**ОТРЫВОК**
******
Все эти страшные изменения привели к тому, что с Никой перестал общаться Евтушенко. Он ждал от девушки какого-то ещё большего чуда, этого не произошло, и поэт разочаровался, прекратив всяческое с ней общение. Ника почувствовала, что в ней, живом человеке, разочаровались, и находила спасение в пагубных привычках и дурных компаниях. Быть может, если б Евтушенко был с ней рядом, ничего дурного не произошло. Сказка гениальной девочки оборвалась так же быстро, как и началась.

В 1989 году режиссёр Аян Шахмалиева пригласила Нику в свой фильм «Это было у моря», где девушка сыграла одну из главных ролей ‒ Свету Дзугутову. Картина о жестоких нравах воспитанников специального интерната – детей с проблемами позвоночника.

После выхода фильма в жизни Турбиной наступило полное забвение, вдобавок ко всему началась перестройка. Ника продолжала писать стихи, но они теперь были никому не нужны. Разваливался Советский Союз, а людей больше интересовало, где купить колбасу, чем новый поэтический сборник.

В 1990 году у девушки произошёл нервный срыв, и она уехала на лечение в Швейцарию. Там она вышла замуж за давнего поклонника своего творчества, а также её лечащего врача – итальянца из Лозанны, профессора-психолога синьора Джованни. Он был старше Ники на шестьдесят лет, имел свою собственную клинику и огромное поместье.

Через год она вернулась на родину, о своей семейной жизни предпочитала не вспоминать.

Находясь в Швейцарии, вместо того, чтобы вылечиться от нервного срыва, Турбина наоборот начала сильно пить. Приехав в Россию, она долгое время не могла устроиться на работу. Ника поступила во ВГИК на курс Армена Джигарханяна, предпринимала попытки по запуску нового телевизионного проекта о неудавшихся самоубийцах.
******
**ВАШЕ ЗАДАНИЕ**
Продолжите отрывок о судьбе Ники Турбиной, начав сразу после его последнего предложения. Записи набора данных к этому отрывку никакого отношения не имеют.

[Записи набора данных]
******
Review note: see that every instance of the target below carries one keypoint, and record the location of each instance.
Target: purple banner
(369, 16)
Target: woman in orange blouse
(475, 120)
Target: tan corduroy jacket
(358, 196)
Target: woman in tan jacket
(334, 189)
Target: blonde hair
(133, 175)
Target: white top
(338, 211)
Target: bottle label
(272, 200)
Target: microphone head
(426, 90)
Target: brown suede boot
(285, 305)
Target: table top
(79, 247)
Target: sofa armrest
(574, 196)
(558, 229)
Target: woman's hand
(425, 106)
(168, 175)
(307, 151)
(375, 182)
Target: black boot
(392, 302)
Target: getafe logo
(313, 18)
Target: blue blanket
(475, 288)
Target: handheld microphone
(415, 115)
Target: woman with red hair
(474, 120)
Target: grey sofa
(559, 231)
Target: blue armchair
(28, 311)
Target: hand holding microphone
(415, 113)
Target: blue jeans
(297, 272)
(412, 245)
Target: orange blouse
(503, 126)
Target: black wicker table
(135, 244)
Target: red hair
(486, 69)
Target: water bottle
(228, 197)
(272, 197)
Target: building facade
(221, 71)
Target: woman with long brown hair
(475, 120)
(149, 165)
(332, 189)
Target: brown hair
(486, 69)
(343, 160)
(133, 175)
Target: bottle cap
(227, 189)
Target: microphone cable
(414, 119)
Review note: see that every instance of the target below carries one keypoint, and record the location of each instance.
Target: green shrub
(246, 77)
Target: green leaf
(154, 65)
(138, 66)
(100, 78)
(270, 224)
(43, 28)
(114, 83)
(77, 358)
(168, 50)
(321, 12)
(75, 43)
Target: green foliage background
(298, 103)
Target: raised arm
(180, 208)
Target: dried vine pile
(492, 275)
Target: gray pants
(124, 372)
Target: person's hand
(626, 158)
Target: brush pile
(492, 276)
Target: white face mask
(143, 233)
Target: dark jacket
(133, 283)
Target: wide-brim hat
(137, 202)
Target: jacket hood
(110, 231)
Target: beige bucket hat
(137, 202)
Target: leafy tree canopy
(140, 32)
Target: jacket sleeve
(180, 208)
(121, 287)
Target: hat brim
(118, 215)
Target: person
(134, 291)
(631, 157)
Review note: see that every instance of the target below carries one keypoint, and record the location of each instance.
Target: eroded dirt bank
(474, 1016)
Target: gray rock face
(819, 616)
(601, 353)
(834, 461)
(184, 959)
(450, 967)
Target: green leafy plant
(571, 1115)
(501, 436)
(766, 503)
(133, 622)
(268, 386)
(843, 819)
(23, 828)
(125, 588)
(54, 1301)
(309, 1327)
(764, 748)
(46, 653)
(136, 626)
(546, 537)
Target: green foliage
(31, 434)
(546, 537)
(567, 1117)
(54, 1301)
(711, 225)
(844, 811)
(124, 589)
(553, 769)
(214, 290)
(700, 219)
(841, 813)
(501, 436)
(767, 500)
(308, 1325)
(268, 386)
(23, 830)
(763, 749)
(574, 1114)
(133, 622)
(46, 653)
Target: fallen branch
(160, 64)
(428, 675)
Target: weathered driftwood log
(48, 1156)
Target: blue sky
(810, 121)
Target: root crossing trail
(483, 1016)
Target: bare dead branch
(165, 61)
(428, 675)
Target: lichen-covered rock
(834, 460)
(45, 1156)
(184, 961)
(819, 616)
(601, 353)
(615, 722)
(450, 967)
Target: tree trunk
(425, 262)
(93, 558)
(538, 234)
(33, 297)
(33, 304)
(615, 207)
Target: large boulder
******
**ОТВЕТ НА ЗАДАНИЕ**
Последние годы жизни

С 1994 года Турбина стала студенткой Московского института культуры. Она попала на режиссёрско-актёрский курс к Алёне Галич, дочери поэта Александра Галича, которая стала для девушки не только любимым преподавателем, но и лучшим другом. Несколько раз Ника давала Алёне письменные обещания, что больше никогда не будет пить. Но каждый раз срывалась. При этом в любом состоянии она не переставала писать, на каждом клочке бумаге огрызками карандашей. Только стихи её теперь слушали лишь те, кто желал разделить с ней постель либо рюмку водки.

Потом наступил момент, когда Ника поняла, что рухнуло всё. Из института её отчислили, денег не было, жить стало негде. Всё так резко навалилось, что она почувствовала: сил больше нет, «поехала крыша». Весной 1997 года в нетрезвом состоянии Ника выпала из окна пятого этажа, но чудом осталась жива, зацепившись во время падения за дерево. Мать после этого увезла её в Ялту, где поместила в психиатрическую больницу.

Несмотря на все тяготы жизни, Ника всегда оставалась доброжелательной и ожидала добра по отношению к себе. Она пила, курила, ругалась матом, но при этом никогда не была стервой, не умела мстить, зато могла прощать – по-настоящему, навсегда. Она очень трепетно относилась к жизни, для Ники было невыносимым, если при ней кто-то обижал детей или собак. В ней оставалось что-то по-детски очаровательное и беспомощное, быть может, поэтому абсолютно не возникало чувства брезгливости, которое обычно вызывают опустившиеся люди.

За год до смерти Ники украинский режиссёр и телевизионный ведущий Анатолий Борсюк снял документальный фильм «Ника Турбина: История полёта». После интервью с ней он говорил, что увидел перед собой никому не нужного человека. Ей было всего 26 лет, считается, что вся жизнь ещё впереди. Но в случае с Никой, казалось, что она свою жизнь уже прожила почти до конца. Он снял и показал этот фильм в надежде, что найдутся люди, которые ей помогут.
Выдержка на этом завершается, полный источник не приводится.